#### PASSAGE FOR REVIEW
==========
Crystals for Dummies

Crystals are more than just diamonds at the museum; everything that’s solid has a crystal structure. In solids, atoms are arranged close together. Usually, they stay in an ordered form that we call a ‘crystal’, in a structure that repeats thousands upon thousands of times. In table salt, sodium and chlorine have exchanged a negatively-charged electron, so they’re charged- sodium with +1 and chlorine with -1. They’re attracted to each other, holding the crystal together in this periodic fashion.

MAPI takes on a perovskite structure, which is slightly more complicated (above, right). Iodine (in pink) surrounds lead (blue, in the centre of the grey tetrahedra), and a methylammonium ion sits in the centre of the unit. That then repeats thousands of times to form a crystal.


Simulation Science

MAPI is probably not going to happen commercially unless there’s a big breakthrough; such is life. We need something else. This is where David’s research group comes in.

When you think of scientists, you usually think of people in white lab coats mixing chemicals together. In reality, that’s part of the process, but only once a lot of work has already been done.

One of David’s favourite examples of his group’s work is their analysis of double perovskites in 2016. These materials were developed to try and fix MAPI’s stability and toxicity problems by replacing lead, a 2+ ion, with a mixture of 1+ and 3+ ions. In theory, those charges would balance out to the same overall (if we double the size of the crystal we’re looking at- making it a so-called ‘double’ perovskite), leading to the same structure with just as impressive efficiency, and no lead. 

Researchers “…were all jumping on the bandwagon that these ‘double perovskites’ would be the next big thing. We showed that these double perovskites would have indirect band gaps, and would not be useful for photovoltaic applications,” David told me.

The group did this by simulating the materials.

“You can tell a computer ‘I want this combination of three elements, in this stoichiometry [ratio]. Find me the lowest energy structure that could form.” You can calculate the energy of that structure and compare that to the energy of every possible other competing phase… and if your material is stable, and is dynamically stable, then you know it can be made.”

That’s where the scientists in lab coats come in. “You go to your experimental chemist… and if they trust you, they’ll put somebody in the lab to try and make it.”

A lot of David’s work rests on interrupting research before resources are wasted in the lab on materials that just won’t work- and this is exactly what happened with the double perovskites.

“I think it’s a nice example of using calculations to do rational analysis on systems, and maybe bursting the hype train a bit!”

Thing is, it’s not always doom and gloom; sometimes materials do the job when they hit the lab. “If [a material] works, then that’s probably the best feeling you could get, for what I do anyway. And sometimes it doesn’t work, sometimes you find a mistake in your calculations, and that’s really frustrating- but that’s research, we all make mistakes. But if it works, it’s pretty cool.”


Thanks to David Scanlon for talking to me about his research group and photovoltaics.

I hope everyone is keeping safe. I have a lot more free time now- so hopefully I can use some of this newfound time to write articles about what I’m being examined on. It’s a double whammy!
==========
#### DATA EXCERPTS
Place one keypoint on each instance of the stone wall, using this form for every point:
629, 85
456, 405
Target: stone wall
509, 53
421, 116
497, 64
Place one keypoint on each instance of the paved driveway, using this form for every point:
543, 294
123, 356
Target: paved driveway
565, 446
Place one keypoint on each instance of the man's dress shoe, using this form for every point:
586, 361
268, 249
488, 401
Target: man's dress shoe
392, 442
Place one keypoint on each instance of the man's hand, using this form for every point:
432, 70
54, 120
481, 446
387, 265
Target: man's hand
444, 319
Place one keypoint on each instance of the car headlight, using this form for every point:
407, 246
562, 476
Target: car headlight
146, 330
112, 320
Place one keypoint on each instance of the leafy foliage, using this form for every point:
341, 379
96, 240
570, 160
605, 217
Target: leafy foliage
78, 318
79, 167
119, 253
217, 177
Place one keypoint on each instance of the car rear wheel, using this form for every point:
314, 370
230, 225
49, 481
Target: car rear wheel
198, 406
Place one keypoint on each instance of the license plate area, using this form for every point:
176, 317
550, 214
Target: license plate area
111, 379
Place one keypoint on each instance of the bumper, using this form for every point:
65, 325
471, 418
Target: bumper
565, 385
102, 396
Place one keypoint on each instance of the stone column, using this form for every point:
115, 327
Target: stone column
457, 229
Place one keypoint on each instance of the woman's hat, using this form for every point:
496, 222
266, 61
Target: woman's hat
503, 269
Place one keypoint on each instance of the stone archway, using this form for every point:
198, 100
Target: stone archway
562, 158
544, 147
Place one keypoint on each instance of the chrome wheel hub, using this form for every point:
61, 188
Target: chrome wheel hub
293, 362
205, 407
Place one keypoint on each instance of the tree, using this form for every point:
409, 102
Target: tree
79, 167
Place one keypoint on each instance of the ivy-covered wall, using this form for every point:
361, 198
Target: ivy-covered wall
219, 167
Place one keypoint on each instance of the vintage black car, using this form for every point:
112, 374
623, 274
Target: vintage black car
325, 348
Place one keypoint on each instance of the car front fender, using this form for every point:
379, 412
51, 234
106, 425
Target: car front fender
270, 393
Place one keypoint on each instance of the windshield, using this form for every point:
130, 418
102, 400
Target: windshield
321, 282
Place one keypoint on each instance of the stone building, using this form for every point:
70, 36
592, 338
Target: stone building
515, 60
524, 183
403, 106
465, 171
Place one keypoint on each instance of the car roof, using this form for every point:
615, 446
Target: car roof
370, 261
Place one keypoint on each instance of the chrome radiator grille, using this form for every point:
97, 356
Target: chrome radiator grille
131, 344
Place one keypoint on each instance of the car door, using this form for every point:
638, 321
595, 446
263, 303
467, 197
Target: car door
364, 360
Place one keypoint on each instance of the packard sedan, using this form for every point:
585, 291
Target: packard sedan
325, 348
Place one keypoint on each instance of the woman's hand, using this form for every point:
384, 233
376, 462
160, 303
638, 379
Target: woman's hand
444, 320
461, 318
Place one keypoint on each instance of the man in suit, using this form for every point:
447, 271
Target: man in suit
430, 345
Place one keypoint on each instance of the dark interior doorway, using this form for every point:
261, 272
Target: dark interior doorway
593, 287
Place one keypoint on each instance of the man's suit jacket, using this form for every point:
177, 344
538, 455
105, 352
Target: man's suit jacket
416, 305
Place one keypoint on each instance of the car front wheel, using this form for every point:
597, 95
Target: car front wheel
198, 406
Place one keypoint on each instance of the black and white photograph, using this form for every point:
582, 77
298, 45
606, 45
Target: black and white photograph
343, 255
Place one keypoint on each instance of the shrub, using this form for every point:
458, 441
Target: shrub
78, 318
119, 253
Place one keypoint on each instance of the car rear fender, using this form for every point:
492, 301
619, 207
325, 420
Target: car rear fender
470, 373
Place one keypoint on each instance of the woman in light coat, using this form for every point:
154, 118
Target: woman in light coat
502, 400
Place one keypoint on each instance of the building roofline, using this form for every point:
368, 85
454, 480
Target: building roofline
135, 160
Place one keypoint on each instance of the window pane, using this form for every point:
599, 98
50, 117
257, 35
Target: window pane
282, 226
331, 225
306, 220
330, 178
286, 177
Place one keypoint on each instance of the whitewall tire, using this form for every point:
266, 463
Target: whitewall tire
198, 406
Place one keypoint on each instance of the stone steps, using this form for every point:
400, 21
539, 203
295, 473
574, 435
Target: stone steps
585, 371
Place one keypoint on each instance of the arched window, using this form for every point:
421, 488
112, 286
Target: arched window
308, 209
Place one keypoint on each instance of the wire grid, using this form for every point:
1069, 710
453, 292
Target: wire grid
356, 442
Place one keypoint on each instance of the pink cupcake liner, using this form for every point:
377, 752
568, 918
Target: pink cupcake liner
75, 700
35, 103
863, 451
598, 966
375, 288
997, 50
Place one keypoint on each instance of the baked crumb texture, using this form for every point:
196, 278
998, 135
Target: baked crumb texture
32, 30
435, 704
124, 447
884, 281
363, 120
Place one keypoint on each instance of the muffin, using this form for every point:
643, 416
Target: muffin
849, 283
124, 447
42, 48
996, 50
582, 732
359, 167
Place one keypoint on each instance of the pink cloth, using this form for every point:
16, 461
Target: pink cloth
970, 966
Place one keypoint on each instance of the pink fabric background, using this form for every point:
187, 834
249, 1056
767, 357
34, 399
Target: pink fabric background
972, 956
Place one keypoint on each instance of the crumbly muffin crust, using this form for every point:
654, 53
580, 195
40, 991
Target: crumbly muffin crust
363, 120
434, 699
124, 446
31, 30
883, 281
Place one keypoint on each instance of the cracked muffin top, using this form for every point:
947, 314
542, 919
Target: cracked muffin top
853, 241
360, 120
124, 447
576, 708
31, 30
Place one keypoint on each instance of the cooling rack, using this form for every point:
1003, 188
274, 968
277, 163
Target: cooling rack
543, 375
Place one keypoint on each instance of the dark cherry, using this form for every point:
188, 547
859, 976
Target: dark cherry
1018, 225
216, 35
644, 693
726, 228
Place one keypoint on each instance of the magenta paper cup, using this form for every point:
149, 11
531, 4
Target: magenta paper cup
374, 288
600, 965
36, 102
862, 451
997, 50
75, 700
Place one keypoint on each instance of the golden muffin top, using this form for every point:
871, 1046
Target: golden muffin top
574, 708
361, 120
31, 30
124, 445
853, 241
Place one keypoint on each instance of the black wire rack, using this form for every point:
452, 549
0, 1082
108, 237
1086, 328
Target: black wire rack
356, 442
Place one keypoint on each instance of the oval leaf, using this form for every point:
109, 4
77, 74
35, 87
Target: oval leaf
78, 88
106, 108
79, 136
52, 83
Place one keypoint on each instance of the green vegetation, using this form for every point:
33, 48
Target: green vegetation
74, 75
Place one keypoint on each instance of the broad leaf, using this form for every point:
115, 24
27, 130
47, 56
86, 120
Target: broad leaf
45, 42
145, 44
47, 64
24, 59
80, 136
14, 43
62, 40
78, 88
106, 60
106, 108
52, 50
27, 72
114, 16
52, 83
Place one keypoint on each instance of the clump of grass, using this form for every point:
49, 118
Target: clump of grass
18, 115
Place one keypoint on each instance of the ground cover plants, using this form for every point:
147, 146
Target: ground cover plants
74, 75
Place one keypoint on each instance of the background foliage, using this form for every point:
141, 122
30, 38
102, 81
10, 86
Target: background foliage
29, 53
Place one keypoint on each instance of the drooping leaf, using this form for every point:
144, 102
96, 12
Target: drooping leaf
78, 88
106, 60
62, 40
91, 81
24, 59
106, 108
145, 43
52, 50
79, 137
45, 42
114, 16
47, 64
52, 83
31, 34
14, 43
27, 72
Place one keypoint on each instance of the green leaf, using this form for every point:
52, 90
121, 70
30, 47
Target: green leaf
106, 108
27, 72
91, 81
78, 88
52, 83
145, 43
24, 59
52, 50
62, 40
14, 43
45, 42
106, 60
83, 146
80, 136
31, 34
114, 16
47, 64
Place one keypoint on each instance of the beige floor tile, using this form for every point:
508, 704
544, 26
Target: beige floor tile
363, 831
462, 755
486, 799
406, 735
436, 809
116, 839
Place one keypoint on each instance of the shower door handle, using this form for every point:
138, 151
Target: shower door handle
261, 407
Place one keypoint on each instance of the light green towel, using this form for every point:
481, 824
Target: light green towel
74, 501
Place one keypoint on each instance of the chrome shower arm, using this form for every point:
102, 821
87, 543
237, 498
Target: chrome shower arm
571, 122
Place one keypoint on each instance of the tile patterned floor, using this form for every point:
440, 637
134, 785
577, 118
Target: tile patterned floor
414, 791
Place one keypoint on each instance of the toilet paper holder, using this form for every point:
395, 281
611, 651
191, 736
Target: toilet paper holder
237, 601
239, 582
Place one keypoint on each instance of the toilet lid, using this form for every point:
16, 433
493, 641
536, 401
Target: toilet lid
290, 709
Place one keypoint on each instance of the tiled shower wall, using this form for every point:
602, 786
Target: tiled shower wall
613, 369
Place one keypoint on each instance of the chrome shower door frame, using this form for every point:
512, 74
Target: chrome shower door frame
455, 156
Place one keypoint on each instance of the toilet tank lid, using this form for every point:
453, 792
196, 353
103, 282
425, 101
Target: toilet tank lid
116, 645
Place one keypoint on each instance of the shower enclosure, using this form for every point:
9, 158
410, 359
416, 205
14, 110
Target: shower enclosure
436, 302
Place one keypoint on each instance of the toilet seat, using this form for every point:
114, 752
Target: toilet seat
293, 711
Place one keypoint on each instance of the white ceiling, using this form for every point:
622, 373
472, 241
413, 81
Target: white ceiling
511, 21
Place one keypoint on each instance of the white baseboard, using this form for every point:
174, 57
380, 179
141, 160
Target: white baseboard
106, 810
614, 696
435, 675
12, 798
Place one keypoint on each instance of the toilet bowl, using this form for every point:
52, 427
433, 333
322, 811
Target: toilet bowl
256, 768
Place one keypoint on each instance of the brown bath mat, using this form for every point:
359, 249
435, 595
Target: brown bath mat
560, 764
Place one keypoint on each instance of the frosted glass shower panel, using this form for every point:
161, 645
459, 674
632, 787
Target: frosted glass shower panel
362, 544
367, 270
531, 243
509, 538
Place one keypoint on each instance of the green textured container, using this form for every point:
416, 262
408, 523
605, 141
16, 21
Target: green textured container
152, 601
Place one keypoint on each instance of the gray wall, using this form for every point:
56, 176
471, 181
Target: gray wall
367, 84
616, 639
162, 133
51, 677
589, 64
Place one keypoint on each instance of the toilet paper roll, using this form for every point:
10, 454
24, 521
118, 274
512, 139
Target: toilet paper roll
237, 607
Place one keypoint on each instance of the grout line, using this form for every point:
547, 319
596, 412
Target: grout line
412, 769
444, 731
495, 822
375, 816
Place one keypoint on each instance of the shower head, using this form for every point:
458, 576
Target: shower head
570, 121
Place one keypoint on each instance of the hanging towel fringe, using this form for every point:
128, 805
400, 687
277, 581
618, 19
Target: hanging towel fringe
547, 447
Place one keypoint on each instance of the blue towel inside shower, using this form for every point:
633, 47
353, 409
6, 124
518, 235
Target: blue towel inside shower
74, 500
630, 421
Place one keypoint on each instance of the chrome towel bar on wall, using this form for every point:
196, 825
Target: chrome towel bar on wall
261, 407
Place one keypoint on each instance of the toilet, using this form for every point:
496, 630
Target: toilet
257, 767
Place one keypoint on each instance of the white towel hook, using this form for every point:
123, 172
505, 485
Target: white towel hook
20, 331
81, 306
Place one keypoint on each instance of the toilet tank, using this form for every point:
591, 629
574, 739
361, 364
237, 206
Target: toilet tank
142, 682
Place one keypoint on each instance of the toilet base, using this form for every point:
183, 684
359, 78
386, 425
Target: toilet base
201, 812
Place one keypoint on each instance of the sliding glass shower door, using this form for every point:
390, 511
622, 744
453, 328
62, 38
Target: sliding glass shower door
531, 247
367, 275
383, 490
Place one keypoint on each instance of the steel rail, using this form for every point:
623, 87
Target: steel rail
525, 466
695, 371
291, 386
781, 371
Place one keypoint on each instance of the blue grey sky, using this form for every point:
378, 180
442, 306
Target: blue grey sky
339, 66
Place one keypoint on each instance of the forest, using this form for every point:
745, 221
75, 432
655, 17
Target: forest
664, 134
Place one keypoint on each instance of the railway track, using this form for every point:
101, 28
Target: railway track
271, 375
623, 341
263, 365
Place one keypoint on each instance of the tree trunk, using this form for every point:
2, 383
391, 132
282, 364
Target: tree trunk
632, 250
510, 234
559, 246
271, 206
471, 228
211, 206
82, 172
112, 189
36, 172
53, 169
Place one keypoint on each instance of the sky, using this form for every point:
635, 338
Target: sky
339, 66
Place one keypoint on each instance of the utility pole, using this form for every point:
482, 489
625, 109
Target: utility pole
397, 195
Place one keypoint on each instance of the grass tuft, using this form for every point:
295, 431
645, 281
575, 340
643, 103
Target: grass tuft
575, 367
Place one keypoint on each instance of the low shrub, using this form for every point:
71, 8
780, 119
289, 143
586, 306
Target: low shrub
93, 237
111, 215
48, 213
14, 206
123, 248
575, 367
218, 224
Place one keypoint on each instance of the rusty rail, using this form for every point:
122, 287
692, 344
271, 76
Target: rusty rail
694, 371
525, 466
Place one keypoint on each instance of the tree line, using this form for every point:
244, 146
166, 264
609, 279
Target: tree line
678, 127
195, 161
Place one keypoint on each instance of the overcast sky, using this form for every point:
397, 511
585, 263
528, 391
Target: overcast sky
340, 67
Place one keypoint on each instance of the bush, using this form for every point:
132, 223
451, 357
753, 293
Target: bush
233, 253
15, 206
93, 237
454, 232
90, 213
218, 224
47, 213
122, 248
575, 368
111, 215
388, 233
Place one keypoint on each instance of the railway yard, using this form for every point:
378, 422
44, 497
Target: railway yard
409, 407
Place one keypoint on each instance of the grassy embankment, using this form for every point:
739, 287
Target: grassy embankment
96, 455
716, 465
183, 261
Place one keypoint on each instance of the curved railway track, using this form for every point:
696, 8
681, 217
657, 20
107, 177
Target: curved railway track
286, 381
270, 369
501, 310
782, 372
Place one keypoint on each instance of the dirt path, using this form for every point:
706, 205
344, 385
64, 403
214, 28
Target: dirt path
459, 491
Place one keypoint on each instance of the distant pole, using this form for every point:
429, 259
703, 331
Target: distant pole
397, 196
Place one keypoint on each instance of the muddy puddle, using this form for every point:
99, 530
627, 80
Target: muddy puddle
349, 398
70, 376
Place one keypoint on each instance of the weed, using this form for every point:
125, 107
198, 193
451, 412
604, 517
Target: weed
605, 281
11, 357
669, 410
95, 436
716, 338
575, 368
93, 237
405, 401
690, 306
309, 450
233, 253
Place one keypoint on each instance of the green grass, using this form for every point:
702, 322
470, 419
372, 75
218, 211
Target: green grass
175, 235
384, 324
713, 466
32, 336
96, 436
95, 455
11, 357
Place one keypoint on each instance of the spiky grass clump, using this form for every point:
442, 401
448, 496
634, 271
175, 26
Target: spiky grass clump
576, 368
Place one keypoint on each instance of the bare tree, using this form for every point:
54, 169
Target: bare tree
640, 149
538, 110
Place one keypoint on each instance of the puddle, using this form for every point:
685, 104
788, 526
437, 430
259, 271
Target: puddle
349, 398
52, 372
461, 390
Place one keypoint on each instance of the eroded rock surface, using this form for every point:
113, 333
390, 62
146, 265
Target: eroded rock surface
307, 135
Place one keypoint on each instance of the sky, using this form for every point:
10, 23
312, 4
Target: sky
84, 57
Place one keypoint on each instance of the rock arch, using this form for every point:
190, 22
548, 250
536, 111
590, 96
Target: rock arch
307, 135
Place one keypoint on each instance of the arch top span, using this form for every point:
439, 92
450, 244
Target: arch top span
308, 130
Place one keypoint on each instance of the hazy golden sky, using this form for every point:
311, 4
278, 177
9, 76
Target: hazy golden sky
==========
#### WHAT TO DO
(a) Can you rewrite the perovskite article from "Simulation Science" up to and including "and no lead.", changing "scientists" to "researchers"?
(b) Which chemical elements does the perovskite article name?

#### SOLUTIONS BELOW
(a)
Simulation Science

MAPI is probably not going to happen commercially unless there’s a big breakthrough; such is life. We need something else. This is where David’s research group comes in.

When you think of researchers, you usually think of people in white lab coats mixing chemicals together. In reality, that’s part of the process, but only once a lot of work has already been done.

One of David’s favourite examples of his group’s work is their analysis of double perovskites in 2016. These materials were developed to try and fix MAPI’s stability and toxicity problems by replacing lead, a 2+ ion, with a mixture of 1+ and 3+ ions. In theory, those charges would balance out to the same overall (if we double the size of the crystal we’re looking at- making it a so-called ‘double’ perovskite), leading to the same structure with just as impressive efficiency, and no lead.

(b) Sodium, chlorine, iodine, lead